STATED PROBLEM: Collect every line in the entries below that contains the word "metal", and copy each such line in full.

GIVEN RECORDS:

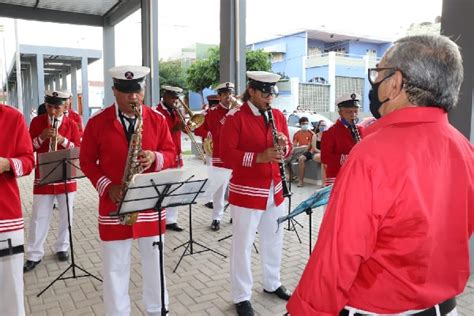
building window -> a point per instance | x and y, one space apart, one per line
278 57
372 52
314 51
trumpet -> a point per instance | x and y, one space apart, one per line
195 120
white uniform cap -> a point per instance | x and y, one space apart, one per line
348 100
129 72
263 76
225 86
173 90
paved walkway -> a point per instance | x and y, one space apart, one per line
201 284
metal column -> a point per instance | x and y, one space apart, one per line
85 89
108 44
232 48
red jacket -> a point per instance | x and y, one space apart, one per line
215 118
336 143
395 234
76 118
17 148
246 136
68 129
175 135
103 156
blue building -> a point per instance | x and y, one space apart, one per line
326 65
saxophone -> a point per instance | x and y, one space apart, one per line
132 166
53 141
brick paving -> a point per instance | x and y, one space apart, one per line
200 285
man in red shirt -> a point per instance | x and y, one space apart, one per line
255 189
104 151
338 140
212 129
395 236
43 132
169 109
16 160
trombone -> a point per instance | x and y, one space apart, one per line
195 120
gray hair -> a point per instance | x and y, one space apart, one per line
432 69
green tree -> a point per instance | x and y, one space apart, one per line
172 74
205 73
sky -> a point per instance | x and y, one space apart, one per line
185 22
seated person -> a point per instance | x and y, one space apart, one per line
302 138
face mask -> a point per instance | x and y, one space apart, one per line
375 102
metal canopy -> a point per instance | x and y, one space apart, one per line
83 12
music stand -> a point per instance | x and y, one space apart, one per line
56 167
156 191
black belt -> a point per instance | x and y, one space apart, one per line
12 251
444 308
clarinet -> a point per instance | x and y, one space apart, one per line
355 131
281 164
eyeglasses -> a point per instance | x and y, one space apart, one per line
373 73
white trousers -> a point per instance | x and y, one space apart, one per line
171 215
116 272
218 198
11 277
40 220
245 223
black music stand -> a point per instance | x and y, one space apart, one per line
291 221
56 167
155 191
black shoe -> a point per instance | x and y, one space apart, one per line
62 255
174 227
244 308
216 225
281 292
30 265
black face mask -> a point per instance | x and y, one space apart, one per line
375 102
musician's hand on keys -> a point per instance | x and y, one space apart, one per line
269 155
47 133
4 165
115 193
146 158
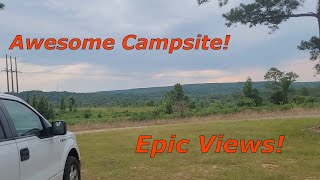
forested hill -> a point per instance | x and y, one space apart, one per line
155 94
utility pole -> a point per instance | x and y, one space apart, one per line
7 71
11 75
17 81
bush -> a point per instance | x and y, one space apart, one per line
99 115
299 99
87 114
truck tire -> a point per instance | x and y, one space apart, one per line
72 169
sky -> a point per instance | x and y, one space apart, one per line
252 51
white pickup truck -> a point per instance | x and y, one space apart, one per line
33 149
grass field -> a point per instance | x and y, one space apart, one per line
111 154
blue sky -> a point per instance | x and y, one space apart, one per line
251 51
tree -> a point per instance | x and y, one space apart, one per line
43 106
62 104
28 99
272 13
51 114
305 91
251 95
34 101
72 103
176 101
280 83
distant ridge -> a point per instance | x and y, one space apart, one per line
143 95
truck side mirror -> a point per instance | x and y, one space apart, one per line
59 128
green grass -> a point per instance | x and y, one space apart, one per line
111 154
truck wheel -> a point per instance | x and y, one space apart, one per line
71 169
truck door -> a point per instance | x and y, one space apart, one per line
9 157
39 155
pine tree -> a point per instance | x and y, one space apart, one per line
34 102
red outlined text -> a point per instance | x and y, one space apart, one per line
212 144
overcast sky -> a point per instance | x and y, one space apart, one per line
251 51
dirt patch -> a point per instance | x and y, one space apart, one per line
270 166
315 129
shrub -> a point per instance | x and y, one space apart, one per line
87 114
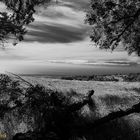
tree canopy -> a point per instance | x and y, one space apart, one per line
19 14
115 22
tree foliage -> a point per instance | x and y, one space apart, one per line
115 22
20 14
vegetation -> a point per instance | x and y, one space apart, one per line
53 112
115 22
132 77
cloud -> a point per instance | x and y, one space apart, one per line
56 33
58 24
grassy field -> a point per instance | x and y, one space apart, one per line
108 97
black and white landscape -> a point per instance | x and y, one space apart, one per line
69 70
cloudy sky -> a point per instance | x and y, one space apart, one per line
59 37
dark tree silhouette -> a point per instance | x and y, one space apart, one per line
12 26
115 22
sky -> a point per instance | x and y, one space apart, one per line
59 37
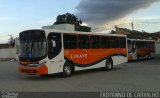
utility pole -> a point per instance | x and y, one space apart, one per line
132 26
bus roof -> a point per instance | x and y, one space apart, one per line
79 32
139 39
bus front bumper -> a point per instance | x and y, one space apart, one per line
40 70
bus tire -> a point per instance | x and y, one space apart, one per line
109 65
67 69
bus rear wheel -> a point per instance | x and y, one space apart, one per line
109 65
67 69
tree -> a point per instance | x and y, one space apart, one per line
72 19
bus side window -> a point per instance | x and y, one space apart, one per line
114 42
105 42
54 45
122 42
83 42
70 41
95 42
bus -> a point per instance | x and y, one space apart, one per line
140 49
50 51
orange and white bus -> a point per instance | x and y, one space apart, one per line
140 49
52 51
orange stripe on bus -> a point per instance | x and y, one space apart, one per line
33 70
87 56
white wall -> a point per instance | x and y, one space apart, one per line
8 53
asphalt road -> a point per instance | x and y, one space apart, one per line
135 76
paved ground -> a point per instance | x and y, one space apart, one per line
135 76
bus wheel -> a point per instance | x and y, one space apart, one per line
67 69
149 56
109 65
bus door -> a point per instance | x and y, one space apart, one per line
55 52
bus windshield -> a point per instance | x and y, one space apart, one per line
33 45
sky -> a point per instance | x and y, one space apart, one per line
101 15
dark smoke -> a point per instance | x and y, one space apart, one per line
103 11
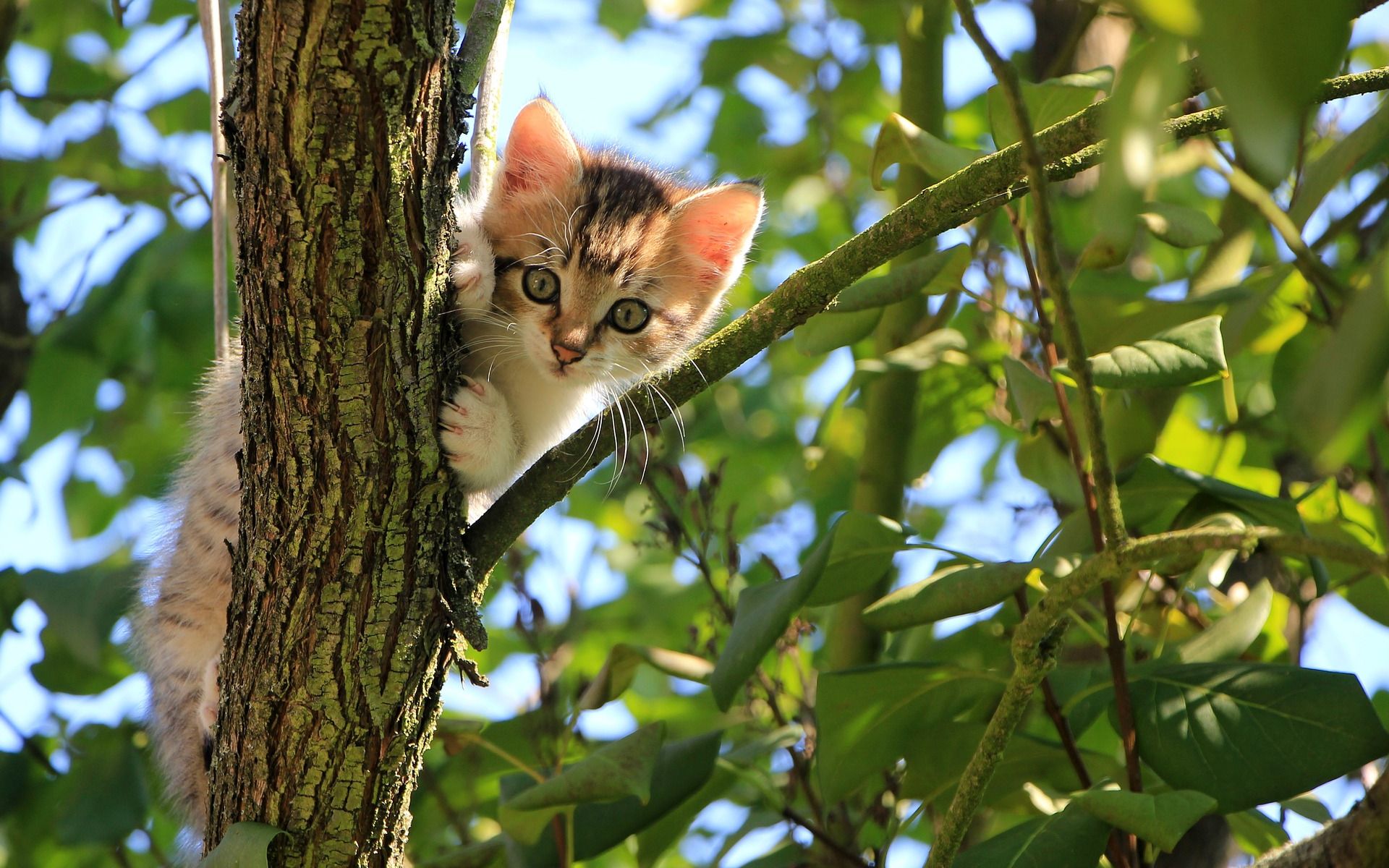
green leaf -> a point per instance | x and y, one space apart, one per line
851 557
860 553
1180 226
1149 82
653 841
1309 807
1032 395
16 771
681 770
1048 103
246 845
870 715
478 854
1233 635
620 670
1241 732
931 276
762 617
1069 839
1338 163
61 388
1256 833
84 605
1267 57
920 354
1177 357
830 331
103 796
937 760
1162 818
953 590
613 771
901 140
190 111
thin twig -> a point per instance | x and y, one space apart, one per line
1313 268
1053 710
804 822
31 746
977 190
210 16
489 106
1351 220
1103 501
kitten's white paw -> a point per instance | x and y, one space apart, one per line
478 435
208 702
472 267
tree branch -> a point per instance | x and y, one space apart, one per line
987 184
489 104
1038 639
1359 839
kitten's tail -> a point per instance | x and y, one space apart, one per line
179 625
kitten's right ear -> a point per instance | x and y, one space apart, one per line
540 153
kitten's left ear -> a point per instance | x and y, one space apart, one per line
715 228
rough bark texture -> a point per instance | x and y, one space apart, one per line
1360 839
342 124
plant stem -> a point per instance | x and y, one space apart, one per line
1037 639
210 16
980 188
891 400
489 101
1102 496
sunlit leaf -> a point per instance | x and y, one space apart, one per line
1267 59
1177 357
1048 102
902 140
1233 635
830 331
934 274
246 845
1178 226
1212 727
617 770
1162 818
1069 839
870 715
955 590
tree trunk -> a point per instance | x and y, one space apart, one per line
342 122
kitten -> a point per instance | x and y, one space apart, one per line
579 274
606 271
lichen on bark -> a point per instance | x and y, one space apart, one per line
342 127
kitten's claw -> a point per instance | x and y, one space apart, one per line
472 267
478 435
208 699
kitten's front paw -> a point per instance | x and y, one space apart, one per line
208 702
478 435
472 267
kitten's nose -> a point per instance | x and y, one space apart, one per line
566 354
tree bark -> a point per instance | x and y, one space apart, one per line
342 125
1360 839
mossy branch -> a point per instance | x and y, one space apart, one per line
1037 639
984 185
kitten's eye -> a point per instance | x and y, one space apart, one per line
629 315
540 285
---
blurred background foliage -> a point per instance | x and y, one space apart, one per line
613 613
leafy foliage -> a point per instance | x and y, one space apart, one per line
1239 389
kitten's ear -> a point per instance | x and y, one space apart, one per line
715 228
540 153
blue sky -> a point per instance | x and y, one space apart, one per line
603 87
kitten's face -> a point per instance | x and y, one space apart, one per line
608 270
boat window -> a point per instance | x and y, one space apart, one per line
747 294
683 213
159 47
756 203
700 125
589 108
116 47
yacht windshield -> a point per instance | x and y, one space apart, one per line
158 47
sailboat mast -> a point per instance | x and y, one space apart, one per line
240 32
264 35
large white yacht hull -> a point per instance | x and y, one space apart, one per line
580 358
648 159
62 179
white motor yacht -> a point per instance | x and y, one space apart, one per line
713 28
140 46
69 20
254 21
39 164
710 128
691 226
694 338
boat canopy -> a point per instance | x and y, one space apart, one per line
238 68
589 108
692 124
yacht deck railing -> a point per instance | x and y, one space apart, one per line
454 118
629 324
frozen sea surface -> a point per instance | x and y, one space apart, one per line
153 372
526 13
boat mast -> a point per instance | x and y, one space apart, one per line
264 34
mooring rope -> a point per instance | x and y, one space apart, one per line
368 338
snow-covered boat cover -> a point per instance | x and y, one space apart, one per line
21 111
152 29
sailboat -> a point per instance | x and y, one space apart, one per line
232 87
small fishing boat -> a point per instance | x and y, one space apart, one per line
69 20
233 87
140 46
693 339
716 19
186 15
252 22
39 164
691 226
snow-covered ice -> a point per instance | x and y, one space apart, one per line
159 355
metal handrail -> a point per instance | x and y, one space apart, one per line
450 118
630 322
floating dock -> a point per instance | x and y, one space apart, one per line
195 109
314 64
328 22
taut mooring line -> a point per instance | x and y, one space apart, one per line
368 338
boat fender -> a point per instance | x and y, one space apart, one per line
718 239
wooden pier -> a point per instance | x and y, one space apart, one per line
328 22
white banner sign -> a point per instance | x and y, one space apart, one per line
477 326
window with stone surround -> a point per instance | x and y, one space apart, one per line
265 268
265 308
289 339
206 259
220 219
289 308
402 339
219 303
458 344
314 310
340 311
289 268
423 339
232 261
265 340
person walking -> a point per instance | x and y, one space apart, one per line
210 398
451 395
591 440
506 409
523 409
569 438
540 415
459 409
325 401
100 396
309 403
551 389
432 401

RESULT:
metal column -> a point per instance | x and y, one space apart, one per line
metal canopy -> a point per instance | x and y, one space apart, one per line
metal handrail -> a point per instance | x and y, one space apart, one per line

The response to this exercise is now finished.